**Short problem**
Transcribe word for word the part of the passage about the RunCat menu-bar cat that runs from "The core concept" up to and including "Mac’s power consumption.".

**Source extract**
==*==
RunCat is a cute cat-themed desktop pet for MacOS that lives in your top bar. The cat plays a constant running animation where the cat’s running speed represents how hard your Mac’s processor is working. It can be a useful heads-up if a background app or a web browser tab is consuming lots of system resources. However, the cat can itself be a problem for your battery life.

You can optionally add additional indicators next to the running cat for disk and network activity, and memory pressure. If you add more indicators, it becomes more information-overloading than cute, though.

The core concept with the running cat is a cute idea that makes me smile when I look up at it. But do you recall back in the day when the clock in the top bar used to blink the time-separator every second? or when the selected button used to have a pulsating ring around it? Apple disabled those features to reduce the Mac’s power consumption.

You’ve probably already seen where I’m going with this. The innocent little fluffer that’s running in your top bar is a continuous animation that causes battery drainage. Actually, the animation itself is fairly innocent. Modern Macs have better graphic stacks that don’t require repainting large sections of the screen to blink a time-separator. The application behavior still causes unwanted battery drainage.

This problem isn’t specific to RunCat. Any activity indicator like this (on any operating system) can help power-user feel more in charge of what’s happening on their computers. Quickly identifying misbehaving background apps or browser tabs can help you save battery life if you’re constantly glancing at the activity indicator and micro-manage your Mac. But the indicator itself is one of the types of background process you’d want to stop to help conserve power. For example, there are plenty of forum threads on the web discussing how to remove Adobe’s many persistent background processes. RunCat consumes more processor time in a week than Adobe’s much-discussed background processes.

You can use the Energy pane in the Activity Monitor app on your Mac to see the energy impact of applications over time. The energy impact value isn’t a percentage of your battery life or anything quite as specific as that. It’s a relative measure you can use to weigh apps against each other to see how they impact your battery life.

The cat-app receives a low energy impact value (0,8 on my Mac) compared to applications I’m actively using — like my browser and email apps. However, it’s rated higher than many utility apps that I interact with frequently throughout the day.

When I look more closely at the numbers, I can see that RunCat interrupts the processor four times every second. Processor interrupts prevent the processor from maintaining deeper power-saving modes when it would otherwise be idle. Remember the law of small numbers before you dismiss that number. Four times a second quickly accumulates to 2,4 million times per week. To bring that number into context, the Dock generates about 1 million interruptions in a week with normal use. The Dock is also doing a whole lot more than RunCat.

The running cat may be cute. But uninstall it if you appreciate longer battery life over a cute processor-activity indicator that you probably don’t need. Try setting a photo of a kitten as your desktop background image instead!
==*==
**Information shown**
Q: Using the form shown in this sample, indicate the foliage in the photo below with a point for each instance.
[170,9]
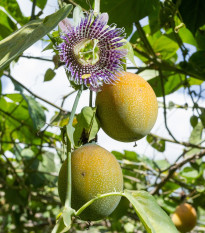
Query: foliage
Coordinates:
==*==
**Written solution**
The core concept with the running cat is a cute idea that makes me smile when I look up at it. But do you recall back in the day when the clock in the top bar used to blink the time-separator every second? or when the selected button used to have a pulsating ring around it? Apple disabled those features to reduce the Mac’s power consumption.